TASK INPUTS:
** START **
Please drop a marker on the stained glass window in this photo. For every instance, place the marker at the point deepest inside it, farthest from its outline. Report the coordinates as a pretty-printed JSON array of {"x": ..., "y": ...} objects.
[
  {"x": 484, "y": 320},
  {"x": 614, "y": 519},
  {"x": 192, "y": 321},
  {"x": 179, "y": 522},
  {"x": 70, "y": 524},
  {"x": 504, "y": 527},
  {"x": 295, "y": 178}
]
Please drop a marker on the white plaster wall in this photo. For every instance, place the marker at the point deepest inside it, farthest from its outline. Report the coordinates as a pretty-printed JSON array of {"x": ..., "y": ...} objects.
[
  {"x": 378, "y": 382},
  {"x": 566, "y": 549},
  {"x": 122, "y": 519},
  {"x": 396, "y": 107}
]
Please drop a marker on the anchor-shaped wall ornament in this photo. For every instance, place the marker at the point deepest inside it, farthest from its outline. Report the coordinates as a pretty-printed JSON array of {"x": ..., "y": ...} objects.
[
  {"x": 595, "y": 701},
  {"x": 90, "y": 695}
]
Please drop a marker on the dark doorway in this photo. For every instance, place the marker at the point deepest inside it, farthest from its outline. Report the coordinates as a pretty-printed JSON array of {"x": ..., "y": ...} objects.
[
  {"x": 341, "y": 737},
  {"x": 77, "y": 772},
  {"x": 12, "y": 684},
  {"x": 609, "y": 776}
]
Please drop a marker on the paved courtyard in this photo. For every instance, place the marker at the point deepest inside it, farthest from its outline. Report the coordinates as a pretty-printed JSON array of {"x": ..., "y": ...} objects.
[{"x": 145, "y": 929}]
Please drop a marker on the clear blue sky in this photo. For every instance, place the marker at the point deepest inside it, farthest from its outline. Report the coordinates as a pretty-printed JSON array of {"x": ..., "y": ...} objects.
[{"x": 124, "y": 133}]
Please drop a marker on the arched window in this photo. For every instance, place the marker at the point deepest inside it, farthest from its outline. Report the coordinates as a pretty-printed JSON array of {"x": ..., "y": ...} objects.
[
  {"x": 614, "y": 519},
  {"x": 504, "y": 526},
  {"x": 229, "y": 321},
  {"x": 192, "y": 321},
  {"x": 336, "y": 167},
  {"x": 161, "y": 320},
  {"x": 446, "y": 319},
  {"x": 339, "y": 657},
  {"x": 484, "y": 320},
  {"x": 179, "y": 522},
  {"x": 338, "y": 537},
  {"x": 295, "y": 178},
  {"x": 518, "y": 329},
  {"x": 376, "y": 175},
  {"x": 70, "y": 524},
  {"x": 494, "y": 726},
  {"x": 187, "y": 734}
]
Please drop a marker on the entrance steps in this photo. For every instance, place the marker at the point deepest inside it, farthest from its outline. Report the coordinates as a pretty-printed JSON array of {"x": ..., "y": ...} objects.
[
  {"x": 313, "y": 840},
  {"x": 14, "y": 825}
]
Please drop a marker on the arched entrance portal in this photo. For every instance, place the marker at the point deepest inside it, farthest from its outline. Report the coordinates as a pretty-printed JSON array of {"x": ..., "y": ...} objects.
** END **
Write out the whole listing above, every line from top to bottom, word for word and with the same punctuation.

RESPONSE TO THE EXERCISE:
Please drop a marker on the stained glass window in this photo. For every instance, place the marker at the point deepest inside it, farthest from its outline. Report the coordinates as a pretty-printed JSON array of {"x": ..., "y": ...} objects.
[
  {"x": 484, "y": 320},
  {"x": 614, "y": 519},
  {"x": 192, "y": 321},
  {"x": 179, "y": 522},
  {"x": 70, "y": 524},
  {"x": 504, "y": 527},
  {"x": 295, "y": 178}
]
Please drop a marker on the white plaster wall in this photo. For every instance, place the marker at the point deepest inside it, farthest from its outline. Report the coordinates as a pretty-printed JSON array of {"x": ..., "y": ...} objects.
[
  {"x": 378, "y": 382},
  {"x": 566, "y": 549},
  {"x": 122, "y": 519},
  {"x": 396, "y": 107}
]
Please drop a marker on the anchor-shaped wall ornament in this photo. For every instance, place the marker at the point deepest inside it, farthest from its outline. Report the coordinates as a pretty-printed JSON array of {"x": ..., "y": ...} objects.
[
  {"x": 595, "y": 701},
  {"x": 90, "y": 695}
]
Please drop a marker on the dark doorway in this photo. For every instance, place the marker at the point deepest inside it, farthest from its outline. Report the coordinates as a pretty-printed JSON array of {"x": ..., "y": ...} objects.
[
  {"x": 341, "y": 737},
  {"x": 77, "y": 772},
  {"x": 12, "y": 684},
  {"x": 609, "y": 776}
]
Please drop a marker on the paved courtyard in this photo. For every instance, place the marker at the point deepest inside it, farthest from its outline. Report the coordinates as a pretty-printed JSON array of {"x": ..., "y": ...} objects.
[{"x": 145, "y": 929}]
Please drop a marker on the clear blue sky in this photo. For every instance, place the marker at the point deepest inside it, farthest from its outline. Report the coordinates as a pretty-printed JSON array of {"x": ..., "y": ...} objects.
[{"x": 124, "y": 133}]
Please drop a marker on the arched window in this photo. For every instance, place the marker at the point deepest inside it, farthest from its outline. Report the coordinates as a pretty-printed JSON array of {"x": ..., "y": ...} objects.
[
  {"x": 614, "y": 519},
  {"x": 504, "y": 526},
  {"x": 229, "y": 321},
  {"x": 192, "y": 321},
  {"x": 336, "y": 167},
  {"x": 161, "y": 320},
  {"x": 446, "y": 319},
  {"x": 339, "y": 657},
  {"x": 484, "y": 320},
  {"x": 179, "y": 522},
  {"x": 338, "y": 537},
  {"x": 295, "y": 178},
  {"x": 518, "y": 329},
  {"x": 376, "y": 175},
  {"x": 70, "y": 524},
  {"x": 494, "y": 726},
  {"x": 187, "y": 734}
]
Please drop a marker on the entrance steps in this photo. For every instance, place the marker at the point deepest inside it, farthest from its outline. Report the coordinates as a pretty-printed JSON array of {"x": ..., "y": ...} objects.
[
  {"x": 313, "y": 840},
  {"x": 14, "y": 825}
]
Please drop a marker on the arched entrance portal in this photo. For every instance, place the marker at the point deepest inside it, farthest from its outline. Report the coordinates as a pretty-printed JSON array of {"x": ..., "y": ...} objects.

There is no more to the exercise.